- **Passage for review**
● ● ●

# Lamb Bully Sticks



## Jack Monzon (Jul 25, 2010)

Does anyone know if this exists? My dog had some pretty nasty allergies this past summer -- itching and licking all the time, and flopping over onto his back and rubbing his face into the carpet. I switched him to California Natural Lamb & Rice about 12 weeks ago, and his itching has diminished almost entirely. That said, it just started getting cold here in NYC, so the timing might be coincidental, and he might be getting better because his allergies are seasonal.

Anyway, I decided to try out a bully stick the other day for the first time. I bought him this. A day or two after letting him gnaw on this for 10-20 minutes, he's started itching again, and rubbing his face into the carpet.

So I'm wondering if there are any other options out there to keep him busy while I get some work done on my computer. He's taken to elk antlers, but he's not as engrossed as he is with the bully stick. I was thinking a bully stick made from lamb would be perfect, but everything I can find online sounds more like lamb jerky, or something he'd devour in a matter of seconds.


----------



## deb9017 (Aug 31, 2010)

Here is a link to a site that has a lot of different lamb based treats. 



Lamb Dog Treats – Lamb Treats for Dogs – Best Bully Sticks


----------



## Jack Monzon (Jul 25, 2010)

Thanks for the link, but I'm looking for something that will keep him busy. Those all look like treats he'd devour in a minute.


----------



## meggels (May 30, 2010)

what about some sort of raw meaty bone?


----------



## Jack Monzon (Jul 25, 2010)

● ● ●

- **Extracted material**
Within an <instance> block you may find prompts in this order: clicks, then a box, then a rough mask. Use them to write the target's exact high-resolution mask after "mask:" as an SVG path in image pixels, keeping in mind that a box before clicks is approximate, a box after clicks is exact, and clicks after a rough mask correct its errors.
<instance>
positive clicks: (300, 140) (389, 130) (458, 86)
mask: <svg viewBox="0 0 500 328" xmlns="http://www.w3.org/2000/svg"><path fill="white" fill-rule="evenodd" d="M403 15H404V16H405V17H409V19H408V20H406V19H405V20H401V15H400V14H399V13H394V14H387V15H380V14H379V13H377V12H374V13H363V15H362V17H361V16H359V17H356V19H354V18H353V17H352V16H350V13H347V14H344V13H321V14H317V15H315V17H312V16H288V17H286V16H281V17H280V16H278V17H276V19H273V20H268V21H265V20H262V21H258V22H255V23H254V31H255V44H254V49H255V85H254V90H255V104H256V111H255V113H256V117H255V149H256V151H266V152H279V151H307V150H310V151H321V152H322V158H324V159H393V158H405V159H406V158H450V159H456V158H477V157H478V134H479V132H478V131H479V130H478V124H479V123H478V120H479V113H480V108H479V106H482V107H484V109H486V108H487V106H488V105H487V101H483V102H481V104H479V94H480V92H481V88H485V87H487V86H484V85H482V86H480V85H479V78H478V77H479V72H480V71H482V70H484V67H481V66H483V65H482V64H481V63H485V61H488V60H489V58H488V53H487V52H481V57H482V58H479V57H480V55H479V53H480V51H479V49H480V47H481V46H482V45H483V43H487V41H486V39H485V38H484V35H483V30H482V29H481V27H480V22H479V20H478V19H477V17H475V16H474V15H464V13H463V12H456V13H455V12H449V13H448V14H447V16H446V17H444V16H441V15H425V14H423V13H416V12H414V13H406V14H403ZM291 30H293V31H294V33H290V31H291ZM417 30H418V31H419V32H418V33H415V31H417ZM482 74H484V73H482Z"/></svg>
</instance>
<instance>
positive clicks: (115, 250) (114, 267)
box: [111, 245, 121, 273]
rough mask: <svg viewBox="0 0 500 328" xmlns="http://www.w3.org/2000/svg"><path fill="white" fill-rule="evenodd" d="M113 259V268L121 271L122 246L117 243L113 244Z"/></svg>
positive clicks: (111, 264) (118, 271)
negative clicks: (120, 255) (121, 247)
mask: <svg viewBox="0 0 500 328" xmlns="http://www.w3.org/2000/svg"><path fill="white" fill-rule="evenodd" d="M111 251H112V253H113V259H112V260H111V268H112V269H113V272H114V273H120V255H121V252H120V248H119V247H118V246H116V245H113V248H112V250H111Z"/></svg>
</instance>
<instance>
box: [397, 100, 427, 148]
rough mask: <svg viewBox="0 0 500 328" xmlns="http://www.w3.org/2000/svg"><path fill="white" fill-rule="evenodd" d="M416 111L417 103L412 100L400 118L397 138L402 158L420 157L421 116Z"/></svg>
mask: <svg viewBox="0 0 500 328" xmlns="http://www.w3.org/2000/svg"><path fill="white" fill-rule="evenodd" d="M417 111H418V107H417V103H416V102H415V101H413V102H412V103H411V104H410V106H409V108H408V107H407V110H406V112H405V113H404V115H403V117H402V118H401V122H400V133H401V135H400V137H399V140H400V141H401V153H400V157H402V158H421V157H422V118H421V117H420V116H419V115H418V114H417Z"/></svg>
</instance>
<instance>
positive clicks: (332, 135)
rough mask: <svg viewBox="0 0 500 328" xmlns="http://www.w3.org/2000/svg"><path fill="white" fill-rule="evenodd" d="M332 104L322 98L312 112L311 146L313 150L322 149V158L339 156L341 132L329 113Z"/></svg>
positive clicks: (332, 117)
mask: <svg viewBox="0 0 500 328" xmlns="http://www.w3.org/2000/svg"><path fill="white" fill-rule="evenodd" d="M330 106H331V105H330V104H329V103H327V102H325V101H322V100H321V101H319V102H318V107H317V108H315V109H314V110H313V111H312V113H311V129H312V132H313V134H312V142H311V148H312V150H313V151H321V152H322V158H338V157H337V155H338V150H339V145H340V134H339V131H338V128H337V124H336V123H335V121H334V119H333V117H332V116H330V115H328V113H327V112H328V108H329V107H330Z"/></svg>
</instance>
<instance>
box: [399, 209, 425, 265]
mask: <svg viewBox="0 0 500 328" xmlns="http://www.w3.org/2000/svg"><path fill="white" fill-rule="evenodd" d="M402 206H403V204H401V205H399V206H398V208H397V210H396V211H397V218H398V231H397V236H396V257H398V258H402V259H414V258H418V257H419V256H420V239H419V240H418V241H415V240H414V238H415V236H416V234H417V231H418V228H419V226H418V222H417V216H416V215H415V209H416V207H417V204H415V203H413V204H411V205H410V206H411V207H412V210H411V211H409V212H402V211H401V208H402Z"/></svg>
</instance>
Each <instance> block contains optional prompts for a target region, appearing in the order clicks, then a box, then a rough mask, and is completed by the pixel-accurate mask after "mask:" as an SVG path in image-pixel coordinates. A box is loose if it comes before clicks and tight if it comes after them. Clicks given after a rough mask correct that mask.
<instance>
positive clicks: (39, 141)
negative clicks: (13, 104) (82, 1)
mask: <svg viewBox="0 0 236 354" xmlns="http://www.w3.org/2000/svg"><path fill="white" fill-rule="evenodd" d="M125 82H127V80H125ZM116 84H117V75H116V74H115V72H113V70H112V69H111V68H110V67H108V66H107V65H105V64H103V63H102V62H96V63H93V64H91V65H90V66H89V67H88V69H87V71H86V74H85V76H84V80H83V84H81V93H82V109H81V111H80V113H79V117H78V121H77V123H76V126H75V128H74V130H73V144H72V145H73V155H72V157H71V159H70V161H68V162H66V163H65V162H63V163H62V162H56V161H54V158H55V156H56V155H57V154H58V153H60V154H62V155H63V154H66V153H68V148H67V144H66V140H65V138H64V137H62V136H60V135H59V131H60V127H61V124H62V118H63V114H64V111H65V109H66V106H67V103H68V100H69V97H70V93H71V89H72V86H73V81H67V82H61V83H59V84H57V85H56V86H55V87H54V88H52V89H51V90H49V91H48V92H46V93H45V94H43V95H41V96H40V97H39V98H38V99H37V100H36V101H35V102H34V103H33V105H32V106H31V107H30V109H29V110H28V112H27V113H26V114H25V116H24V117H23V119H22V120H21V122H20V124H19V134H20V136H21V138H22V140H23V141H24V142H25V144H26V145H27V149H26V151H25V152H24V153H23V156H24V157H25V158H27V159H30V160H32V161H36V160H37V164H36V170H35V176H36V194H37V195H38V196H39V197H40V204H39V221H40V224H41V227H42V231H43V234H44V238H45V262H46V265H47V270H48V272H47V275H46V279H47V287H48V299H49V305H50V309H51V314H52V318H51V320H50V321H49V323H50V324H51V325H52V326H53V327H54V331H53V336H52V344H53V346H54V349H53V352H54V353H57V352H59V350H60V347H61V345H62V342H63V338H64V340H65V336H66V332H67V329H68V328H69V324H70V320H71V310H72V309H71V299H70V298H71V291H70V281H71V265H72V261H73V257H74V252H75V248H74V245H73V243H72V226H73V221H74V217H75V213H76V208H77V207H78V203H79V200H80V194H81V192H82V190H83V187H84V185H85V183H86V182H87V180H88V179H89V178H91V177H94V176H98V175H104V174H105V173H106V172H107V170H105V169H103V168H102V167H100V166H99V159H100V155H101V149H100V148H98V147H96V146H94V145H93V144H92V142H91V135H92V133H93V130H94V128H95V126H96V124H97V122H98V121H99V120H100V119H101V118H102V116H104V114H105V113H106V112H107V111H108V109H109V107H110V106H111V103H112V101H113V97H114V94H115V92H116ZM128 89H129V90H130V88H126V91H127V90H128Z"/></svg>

● ● ●

Check each statement against the forum thread on lamb bully sticks. Give yes or no, plus the words from the thread that decide it. (a) The dog was switched to California Natural Lamb & Rice about 12 weeks ago. (b) The dog is more engrossed with elk antlers than with the bully stick. (c) The itching returned a day or two after the dog gnawed on the bully stick.

(a) Yes: "I switched him to California Natural Lamb & Rice about 12 weeks ago"
(b) No: "He's taken to elk antlers, but he's not as engrossed as he is with the bully stick."
(c) Yes: "A day or two after letting him gnaw on this for 10-20 minutes, he's started itching again"